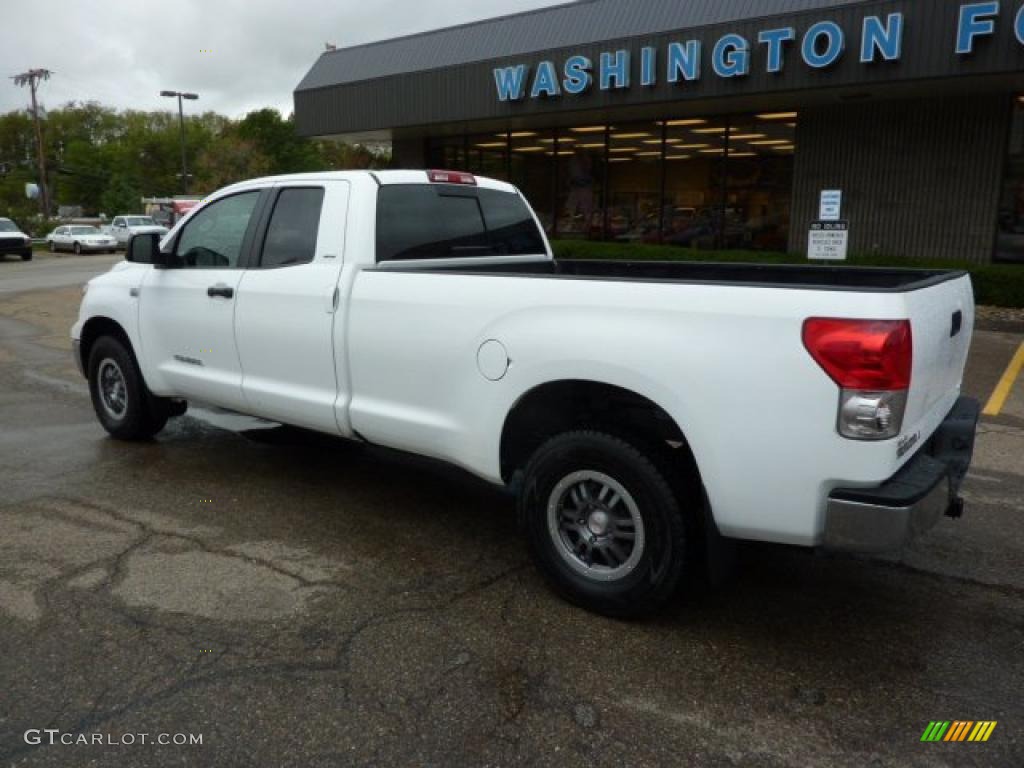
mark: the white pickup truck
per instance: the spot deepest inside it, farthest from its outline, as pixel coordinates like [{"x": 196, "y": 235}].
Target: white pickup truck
[{"x": 643, "y": 413}]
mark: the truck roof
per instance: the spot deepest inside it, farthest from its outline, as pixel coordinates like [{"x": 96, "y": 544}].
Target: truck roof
[{"x": 381, "y": 177}]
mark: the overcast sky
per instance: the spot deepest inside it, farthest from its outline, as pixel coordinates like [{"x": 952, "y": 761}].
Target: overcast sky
[{"x": 123, "y": 52}]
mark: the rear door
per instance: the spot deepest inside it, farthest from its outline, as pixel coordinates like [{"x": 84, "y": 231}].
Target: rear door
[
  {"x": 287, "y": 305},
  {"x": 186, "y": 313}
]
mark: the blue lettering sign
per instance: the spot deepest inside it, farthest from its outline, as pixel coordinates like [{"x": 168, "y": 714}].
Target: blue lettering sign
[
  {"x": 578, "y": 77},
  {"x": 775, "y": 39},
  {"x": 546, "y": 82},
  {"x": 648, "y": 64},
  {"x": 887, "y": 40},
  {"x": 511, "y": 83},
  {"x": 832, "y": 34},
  {"x": 732, "y": 56},
  {"x": 615, "y": 67},
  {"x": 820, "y": 47},
  {"x": 976, "y": 20},
  {"x": 684, "y": 60}
]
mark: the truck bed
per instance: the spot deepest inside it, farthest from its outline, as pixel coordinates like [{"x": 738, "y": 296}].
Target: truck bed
[{"x": 797, "y": 276}]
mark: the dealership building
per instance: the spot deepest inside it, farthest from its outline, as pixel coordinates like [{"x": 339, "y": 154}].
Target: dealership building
[{"x": 715, "y": 123}]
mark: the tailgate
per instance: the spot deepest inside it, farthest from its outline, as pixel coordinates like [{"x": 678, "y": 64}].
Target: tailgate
[{"x": 942, "y": 322}]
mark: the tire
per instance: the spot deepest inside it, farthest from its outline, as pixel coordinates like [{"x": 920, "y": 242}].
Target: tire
[
  {"x": 616, "y": 491},
  {"x": 124, "y": 406}
]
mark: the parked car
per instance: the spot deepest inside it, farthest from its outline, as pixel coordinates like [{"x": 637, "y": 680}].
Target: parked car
[
  {"x": 123, "y": 227},
  {"x": 13, "y": 241},
  {"x": 80, "y": 239},
  {"x": 640, "y": 412}
]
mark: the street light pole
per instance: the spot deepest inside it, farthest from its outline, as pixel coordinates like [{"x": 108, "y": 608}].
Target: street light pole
[{"x": 181, "y": 121}]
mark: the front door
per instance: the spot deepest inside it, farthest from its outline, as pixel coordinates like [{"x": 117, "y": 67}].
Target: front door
[
  {"x": 186, "y": 311},
  {"x": 287, "y": 304}
]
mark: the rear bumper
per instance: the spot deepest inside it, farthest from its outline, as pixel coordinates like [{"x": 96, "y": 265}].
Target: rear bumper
[
  {"x": 910, "y": 503},
  {"x": 76, "y": 352}
]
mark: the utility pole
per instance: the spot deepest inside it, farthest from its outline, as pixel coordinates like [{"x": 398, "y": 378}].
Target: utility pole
[
  {"x": 181, "y": 122},
  {"x": 32, "y": 79}
]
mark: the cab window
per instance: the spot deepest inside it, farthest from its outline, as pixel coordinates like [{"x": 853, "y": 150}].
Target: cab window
[
  {"x": 291, "y": 236},
  {"x": 212, "y": 240}
]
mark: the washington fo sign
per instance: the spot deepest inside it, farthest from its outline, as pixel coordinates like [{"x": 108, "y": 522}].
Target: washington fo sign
[{"x": 881, "y": 39}]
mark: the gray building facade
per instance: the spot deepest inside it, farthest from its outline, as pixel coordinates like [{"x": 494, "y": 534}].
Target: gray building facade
[{"x": 715, "y": 123}]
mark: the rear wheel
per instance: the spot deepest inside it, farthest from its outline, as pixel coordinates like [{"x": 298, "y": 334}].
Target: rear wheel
[
  {"x": 124, "y": 406},
  {"x": 603, "y": 524}
]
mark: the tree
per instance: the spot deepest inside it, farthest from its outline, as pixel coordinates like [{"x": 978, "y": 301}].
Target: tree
[
  {"x": 121, "y": 196},
  {"x": 107, "y": 160}
]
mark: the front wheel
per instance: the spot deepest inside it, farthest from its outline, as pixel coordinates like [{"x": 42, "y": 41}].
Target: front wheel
[
  {"x": 124, "y": 406},
  {"x": 603, "y": 524}
]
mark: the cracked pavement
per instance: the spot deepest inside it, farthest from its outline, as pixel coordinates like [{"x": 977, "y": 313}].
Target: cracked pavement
[{"x": 301, "y": 601}]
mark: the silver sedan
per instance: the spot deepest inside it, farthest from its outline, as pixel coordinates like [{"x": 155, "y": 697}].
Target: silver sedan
[{"x": 80, "y": 239}]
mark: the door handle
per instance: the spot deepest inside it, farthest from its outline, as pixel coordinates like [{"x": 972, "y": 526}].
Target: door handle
[{"x": 225, "y": 292}]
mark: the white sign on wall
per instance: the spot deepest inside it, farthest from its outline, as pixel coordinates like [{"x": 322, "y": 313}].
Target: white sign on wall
[
  {"x": 828, "y": 241},
  {"x": 832, "y": 205}
]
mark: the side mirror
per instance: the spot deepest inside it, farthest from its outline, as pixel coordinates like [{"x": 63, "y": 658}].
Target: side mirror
[{"x": 144, "y": 249}]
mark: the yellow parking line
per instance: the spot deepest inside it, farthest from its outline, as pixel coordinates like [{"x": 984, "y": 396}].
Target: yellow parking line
[{"x": 1001, "y": 392}]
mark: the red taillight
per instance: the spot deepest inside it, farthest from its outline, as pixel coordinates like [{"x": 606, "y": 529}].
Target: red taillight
[
  {"x": 876, "y": 355},
  {"x": 452, "y": 177}
]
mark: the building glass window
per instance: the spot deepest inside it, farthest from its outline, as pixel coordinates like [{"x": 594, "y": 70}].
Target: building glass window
[
  {"x": 1010, "y": 236},
  {"x": 449, "y": 153},
  {"x": 694, "y": 159},
  {"x": 759, "y": 180},
  {"x": 487, "y": 156},
  {"x": 531, "y": 164},
  {"x": 633, "y": 213},
  {"x": 722, "y": 182},
  {"x": 580, "y": 203}
]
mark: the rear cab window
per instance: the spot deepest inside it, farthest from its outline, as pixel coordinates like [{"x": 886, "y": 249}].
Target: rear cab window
[{"x": 454, "y": 221}]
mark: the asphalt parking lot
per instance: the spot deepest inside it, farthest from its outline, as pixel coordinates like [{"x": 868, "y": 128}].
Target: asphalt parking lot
[{"x": 299, "y": 601}]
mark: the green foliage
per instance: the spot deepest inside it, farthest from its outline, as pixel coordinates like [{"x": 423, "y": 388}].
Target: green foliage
[
  {"x": 105, "y": 160},
  {"x": 121, "y": 196},
  {"x": 994, "y": 285}
]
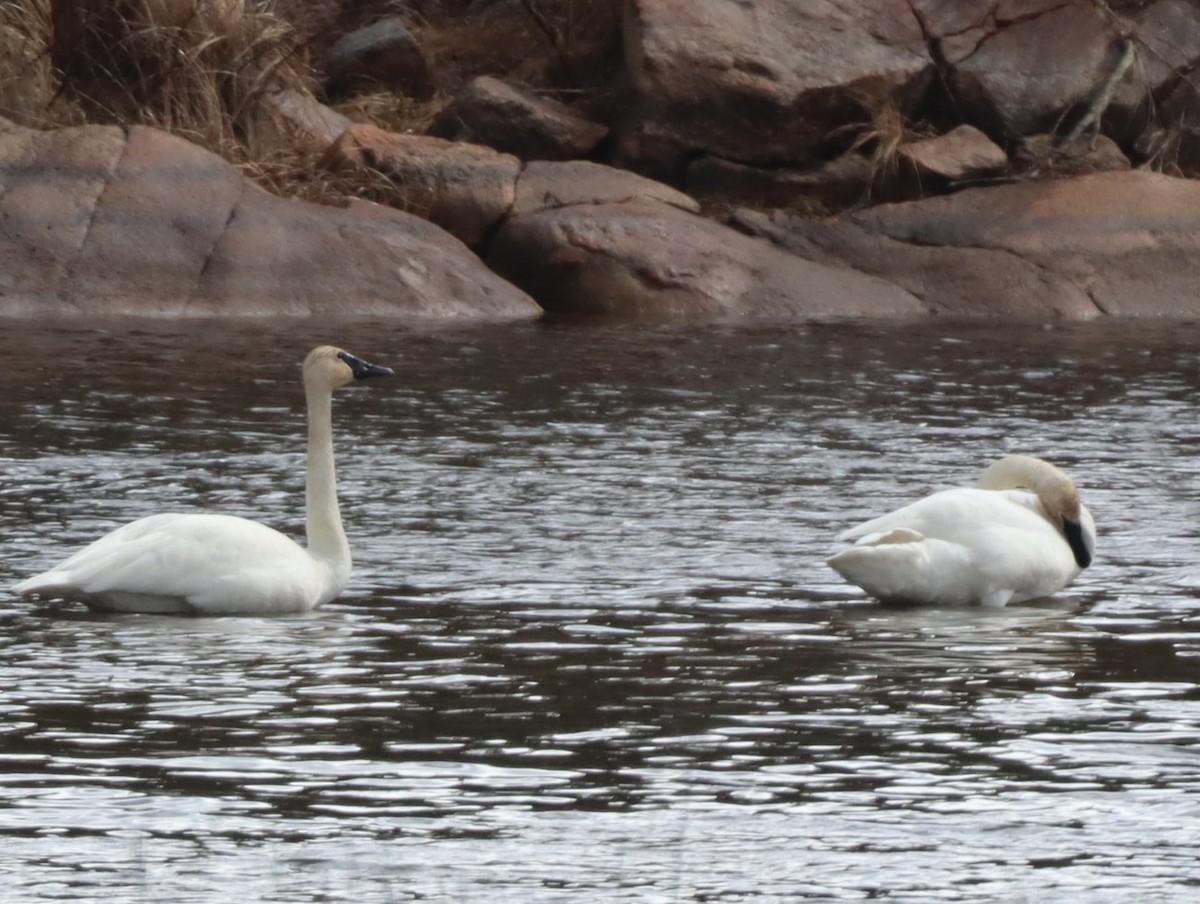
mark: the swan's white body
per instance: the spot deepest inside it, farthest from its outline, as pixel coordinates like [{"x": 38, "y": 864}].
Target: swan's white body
[
  {"x": 220, "y": 564},
  {"x": 1000, "y": 543}
]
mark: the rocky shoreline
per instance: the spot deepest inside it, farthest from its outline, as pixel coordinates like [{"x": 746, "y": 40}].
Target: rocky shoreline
[{"x": 743, "y": 168}]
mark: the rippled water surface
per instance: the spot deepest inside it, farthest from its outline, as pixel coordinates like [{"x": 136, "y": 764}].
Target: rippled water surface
[{"x": 591, "y": 650}]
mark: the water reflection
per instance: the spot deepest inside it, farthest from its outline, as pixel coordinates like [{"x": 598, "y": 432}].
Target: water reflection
[{"x": 591, "y": 646}]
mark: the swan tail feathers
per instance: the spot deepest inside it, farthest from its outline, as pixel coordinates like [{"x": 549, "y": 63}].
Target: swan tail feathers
[{"x": 901, "y": 566}]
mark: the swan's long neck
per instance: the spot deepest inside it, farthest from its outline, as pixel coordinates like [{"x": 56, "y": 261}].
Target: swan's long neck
[{"x": 327, "y": 539}]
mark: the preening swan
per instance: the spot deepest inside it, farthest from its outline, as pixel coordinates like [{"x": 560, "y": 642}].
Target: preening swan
[
  {"x": 1021, "y": 534},
  {"x": 220, "y": 564}
]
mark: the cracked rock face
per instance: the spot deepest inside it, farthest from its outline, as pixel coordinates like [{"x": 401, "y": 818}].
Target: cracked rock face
[
  {"x": 763, "y": 83},
  {"x": 95, "y": 220},
  {"x": 1125, "y": 244}
]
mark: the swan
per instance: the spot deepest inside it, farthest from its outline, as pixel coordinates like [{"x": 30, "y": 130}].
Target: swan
[
  {"x": 1021, "y": 534},
  {"x": 221, "y": 564}
]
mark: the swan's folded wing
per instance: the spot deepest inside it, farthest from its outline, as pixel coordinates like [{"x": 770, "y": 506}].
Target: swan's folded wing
[{"x": 195, "y": 558}]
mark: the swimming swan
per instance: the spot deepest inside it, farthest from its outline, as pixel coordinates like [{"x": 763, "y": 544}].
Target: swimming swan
[
  {"x": 1021, "y": 534},
  {"x": 220, "y": 564}
]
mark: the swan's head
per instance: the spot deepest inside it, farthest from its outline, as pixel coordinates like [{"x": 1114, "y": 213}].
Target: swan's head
[
  {"x": 329, "y": 367},
  {"x": 1056, "y": 492}
]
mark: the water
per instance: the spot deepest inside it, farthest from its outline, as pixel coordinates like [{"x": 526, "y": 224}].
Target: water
[{"x": 591, "y": 650}]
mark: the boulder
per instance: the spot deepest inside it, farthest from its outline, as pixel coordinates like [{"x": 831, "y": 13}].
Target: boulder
[
  {"x": 1121, "y": 243},
  {"x": 514, "y": 121},
  {"x": 382, "y": 55},
  {"x": 1026, "y": 71},
  {"x": 763, "y": 83},
  {"x": 1047, "y": 156},
  {"x": 961, "y": 154},
  {"x": 843, "y": 183},
  {"x": 95, "y": 220},
  {"x": 545, "y": 185},
  {"x": 289, "y": 118},
  {"x": 466, "y": 189},
  {"x": 651, "y": 261}
]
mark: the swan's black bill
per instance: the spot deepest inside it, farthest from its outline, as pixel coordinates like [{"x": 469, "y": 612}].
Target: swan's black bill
[
  {"x": 363, "y": 370},
  {"x": 1078, "y": 543}
]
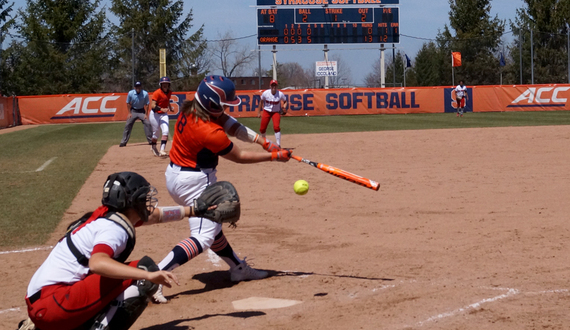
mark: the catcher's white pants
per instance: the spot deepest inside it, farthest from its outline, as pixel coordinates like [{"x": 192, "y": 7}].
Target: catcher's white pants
[
  {"x": 158, "y": 120},
  {"x": 184, "y": 187}
]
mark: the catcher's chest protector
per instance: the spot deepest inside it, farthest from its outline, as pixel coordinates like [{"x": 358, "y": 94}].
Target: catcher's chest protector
[{"x": 117, "y": 218}]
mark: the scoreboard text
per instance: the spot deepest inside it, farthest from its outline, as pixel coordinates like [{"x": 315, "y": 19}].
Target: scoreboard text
[{"x": 328, "y": 25}]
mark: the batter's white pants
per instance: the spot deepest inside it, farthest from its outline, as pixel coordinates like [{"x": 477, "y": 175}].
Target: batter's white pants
[
  {"x": 158, "y": 120},
  {"x": 184, "y": 187}
]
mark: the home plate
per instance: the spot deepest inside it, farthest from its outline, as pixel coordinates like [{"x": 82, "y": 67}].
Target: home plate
[{"x": 258, "y": 303}]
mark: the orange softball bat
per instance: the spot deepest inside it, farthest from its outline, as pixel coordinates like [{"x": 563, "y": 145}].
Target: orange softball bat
[{"x": 341, "y": 173}]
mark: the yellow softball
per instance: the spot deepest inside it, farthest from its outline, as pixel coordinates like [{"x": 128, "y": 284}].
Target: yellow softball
[{"x": 301, "y": 187}]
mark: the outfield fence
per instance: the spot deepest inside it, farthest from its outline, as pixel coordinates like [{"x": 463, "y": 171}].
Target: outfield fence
[{"x": 312, "y": 102}]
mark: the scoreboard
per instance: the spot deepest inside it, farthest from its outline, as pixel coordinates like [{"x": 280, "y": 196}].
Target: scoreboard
[
  {"x": 328, "y": 25},
  {"x": 325, "y": 2}
]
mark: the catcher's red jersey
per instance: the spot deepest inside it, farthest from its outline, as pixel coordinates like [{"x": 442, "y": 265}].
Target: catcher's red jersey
[{"x": 198, "y": 144}]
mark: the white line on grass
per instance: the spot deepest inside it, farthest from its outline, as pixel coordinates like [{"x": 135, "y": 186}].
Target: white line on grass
[
  {"x": 28, "y": 250},
  {"x": 46, "y": 164}
]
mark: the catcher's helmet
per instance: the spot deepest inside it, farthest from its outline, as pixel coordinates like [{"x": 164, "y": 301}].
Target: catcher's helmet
[
  {"x": 125, "y": 190},
  {"x": 164, "y": 80},
  {"x": 216, "y": 91}
]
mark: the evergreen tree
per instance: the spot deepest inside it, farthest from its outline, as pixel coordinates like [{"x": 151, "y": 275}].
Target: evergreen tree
[
  {"x": 64, "y": 48},
  {"x": 6, "y": 22},
  {"x": 548, "y": 20},
  {"x": 429, "y": 66},
  {"x": 477, "y": 36},
  {"x": 157, "y": 24}
]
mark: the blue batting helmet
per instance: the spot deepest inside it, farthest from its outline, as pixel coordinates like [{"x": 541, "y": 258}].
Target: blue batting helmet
[
  {"x": 164, "y": 80},
  {"x": 216, "y": 91}
]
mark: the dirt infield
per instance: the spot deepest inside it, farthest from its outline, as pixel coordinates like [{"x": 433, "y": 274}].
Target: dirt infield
[{"x": 469, "y": 230}]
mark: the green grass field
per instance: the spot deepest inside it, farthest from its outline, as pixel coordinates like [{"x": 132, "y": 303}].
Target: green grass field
[{"x": 33, "y": 203}]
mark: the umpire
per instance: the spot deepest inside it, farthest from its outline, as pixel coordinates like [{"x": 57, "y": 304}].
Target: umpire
[{"x": 137, "y": 104}]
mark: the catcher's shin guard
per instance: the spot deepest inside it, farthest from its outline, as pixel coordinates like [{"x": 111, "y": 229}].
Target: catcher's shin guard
[
  {"x": 122, "y": 314},
  {"x": 147, "y": 288}
]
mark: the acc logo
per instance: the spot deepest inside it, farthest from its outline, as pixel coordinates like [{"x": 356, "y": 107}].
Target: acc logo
[
  {"x": 541, "y": 97},
  {"x": 88, "y": 107}
]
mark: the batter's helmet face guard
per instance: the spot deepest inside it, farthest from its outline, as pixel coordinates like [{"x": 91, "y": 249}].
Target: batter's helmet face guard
[
  {"x": 215, "y": 92},
  {"x": 164, "y": 80},
  {"x": 125, "y": 190}
]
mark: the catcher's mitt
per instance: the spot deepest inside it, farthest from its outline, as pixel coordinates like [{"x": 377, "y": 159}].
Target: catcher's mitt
[{"x": 224, "y": 196}]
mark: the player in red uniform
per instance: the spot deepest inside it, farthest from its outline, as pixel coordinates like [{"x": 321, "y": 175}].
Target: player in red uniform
[
  {"x": 199, "y": 139},
  {"x": 271, "y": 109},
  {"x": 160, "y": 106}
]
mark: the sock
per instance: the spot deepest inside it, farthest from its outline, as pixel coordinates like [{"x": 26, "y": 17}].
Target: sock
[
  {"x": 224, "y": 250},
  {"x": 181, "y": 254}
]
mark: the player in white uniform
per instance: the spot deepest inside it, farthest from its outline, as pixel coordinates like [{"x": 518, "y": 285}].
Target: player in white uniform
[
  {"x": 271, "y": 109},
  {"x": 461, "y": 97},
  {"x": 85, "y": 283},
  {"x": 160, "y": 106}
]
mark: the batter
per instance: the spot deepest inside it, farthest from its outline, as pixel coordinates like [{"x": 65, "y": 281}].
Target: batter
[{"x": 199, "y": 139}]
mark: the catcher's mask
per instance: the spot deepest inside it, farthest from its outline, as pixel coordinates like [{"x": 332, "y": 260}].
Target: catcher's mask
[{"x": 125, "y": 190}]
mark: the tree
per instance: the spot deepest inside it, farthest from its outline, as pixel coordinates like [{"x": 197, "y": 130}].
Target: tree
[
  {"x": 477, "y": 37},
  {"x": 372, "y": 79},
  {"x": 6, "y": 22},
  {"x": 64, "y": 48},
  {"x": 429, "y": 64},
  {"x": 157, "y": 24},
  {"x": 230, "y": 57},
  {"x": 548, "y": 20}
]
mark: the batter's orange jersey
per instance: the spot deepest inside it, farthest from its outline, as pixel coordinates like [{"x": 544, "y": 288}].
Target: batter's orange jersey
[
  {"x": 162, "y": 99},
  {"x": 198, "y": 144}
]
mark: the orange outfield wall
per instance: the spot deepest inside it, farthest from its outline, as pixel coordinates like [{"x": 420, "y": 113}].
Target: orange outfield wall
[{"x": 313, "y": 102}]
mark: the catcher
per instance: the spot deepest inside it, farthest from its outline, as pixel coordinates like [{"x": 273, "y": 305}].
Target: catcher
[
  {"x": 199, "y": 139},
  {"x": 86, "y": 284}
]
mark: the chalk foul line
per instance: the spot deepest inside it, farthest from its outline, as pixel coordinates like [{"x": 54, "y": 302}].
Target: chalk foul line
[
  {"x": 28, "y": 250},
  {"x": 17, "y": 309},
  {"x": 510, "y": 293},
  {"x": 46, "y": 164},
  {"x": 213, "y": 258}
]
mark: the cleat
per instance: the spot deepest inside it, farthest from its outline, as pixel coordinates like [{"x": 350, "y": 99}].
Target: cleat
[
  {"x": 243, "y": 272},
  {"x": 26, "y": 324},
  {"x": 158, "y": 297}
]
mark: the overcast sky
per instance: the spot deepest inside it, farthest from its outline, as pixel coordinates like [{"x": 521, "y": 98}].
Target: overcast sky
[{"x": 418, "y": 18}]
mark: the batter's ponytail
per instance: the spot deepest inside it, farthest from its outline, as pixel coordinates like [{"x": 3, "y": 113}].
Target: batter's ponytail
[{"x": 193, "y": 107}]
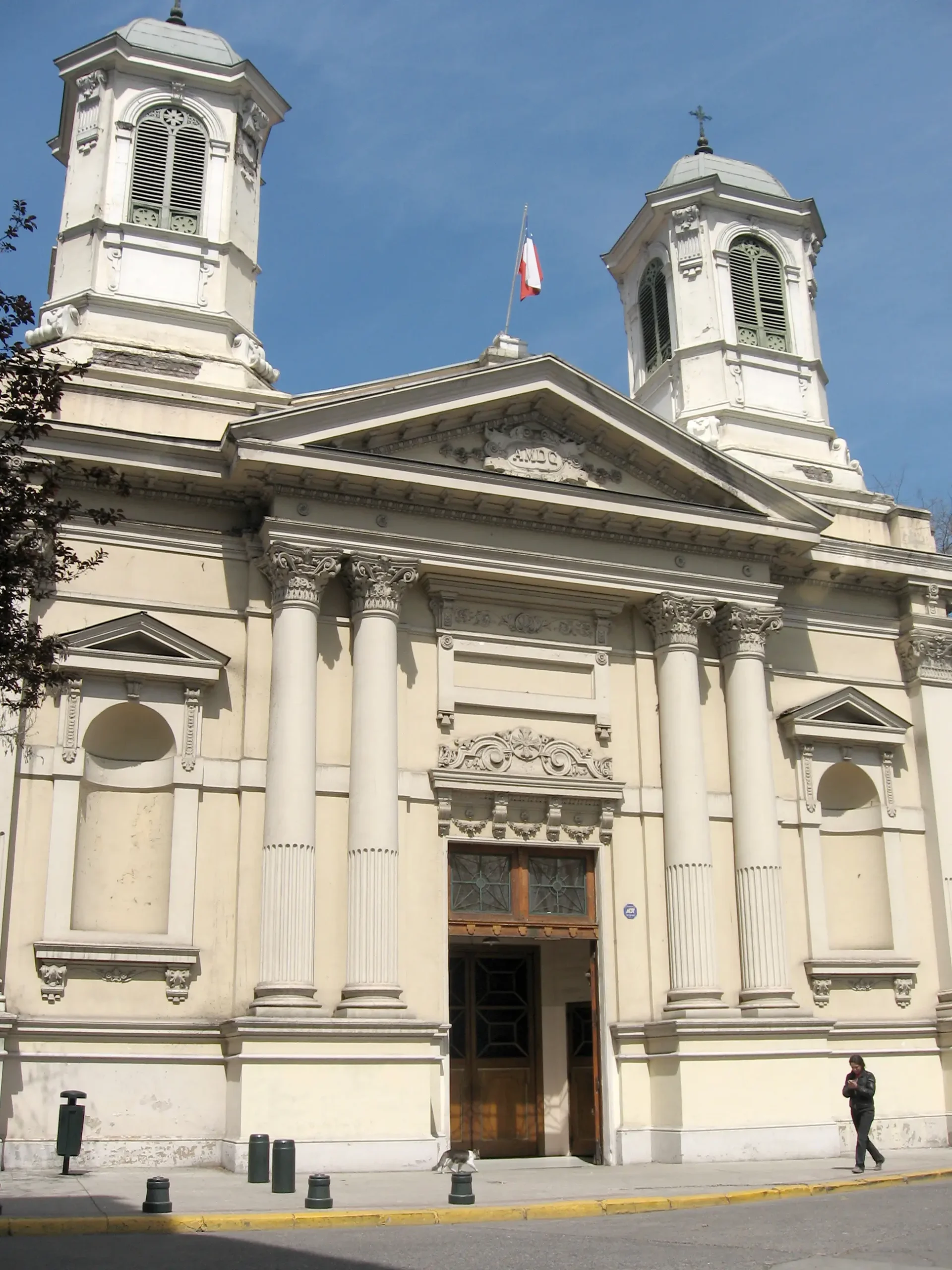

**SHORT PROBLEM**:
Gather every line in the records that contains the string "yellow". Case counts.

**WRITTEN SOLUTION**:
mark: the yellow parking line
Target: yellow parking line
mark: the yellow softball
Target: yellow softball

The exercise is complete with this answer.